## **ONE-VARIABLE ($\chi^2$) TEST**

### **19.1** SURVEY OF BLOOD TYPES

#### **A Test for Qualitative (Nominal) Data**

#### **One-Variable Versus Two-Variable**

- Definition:
    + One-Variable ($\chi^2$) Test: Evaluates whether observed frequencies for a single qualitative variable are adequately described by the hypothesized or expected frequencies.
    + Goodness-of-fit: An indication of how well the given data fits a distribution of a population that is orginally normally distributed.

### **19.2** STATISTICAL HYPOTHESES

#### **Null Hypothesis**

- In this type of test, the null hypotheses come in the form of assumed or expected probability/frequency for each particular subject involved.

#### **Other Examples**

#### **Alternative Hypothesis**

- Similarly to that in every other test, the alternative hypothesis indicates the contrary of the null hypothesis, something special that is not attributable to chance is occuring to the sample/underlying population.

#### **Progress Check 19.1**

(a) $H_0: P_A = P_B = \frac{1}{2}$ <br>
Where $P_A$ is the probability/frequency of candidate A receiving votes and $P_B$ is that of candidate B.

Records from a data collection:
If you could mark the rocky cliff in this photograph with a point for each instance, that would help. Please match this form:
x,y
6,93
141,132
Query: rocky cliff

**Exercise objective**
Carry on the notes about the one-variable chi-square test from the point where they stop.

**Written answer**
(b) $H_0: P_{north} = P_{south} = P_{west} = P_{east} = \frac{1}{4}$ <br>
Where $P_{direction}$ is the probability of flying to a particular direction of the migratory birds.

(c) $H_0: P_{cc-\text{day of week}} = \frac{1}{7} = 0.14$ <br>
Where $P_{cc-\text{day of week}}$ is the probabibility of crimes commitment to occur on a particular day of a week.

(d) $H_0: P_{cc-\text{weekend}} = \frac{2}{7},\; P_{cc-\text{weekday}} = \frac{5}{7}$

### **19.3** DETAILS: CALCULATING $\chi^2$

- Definition:
    + Expected Frequency ($f_e$): The hypothesized frequency for each category, if the null hypothesis is true.
    + Observed Frequency ($f_o$): The observed frequency for each category.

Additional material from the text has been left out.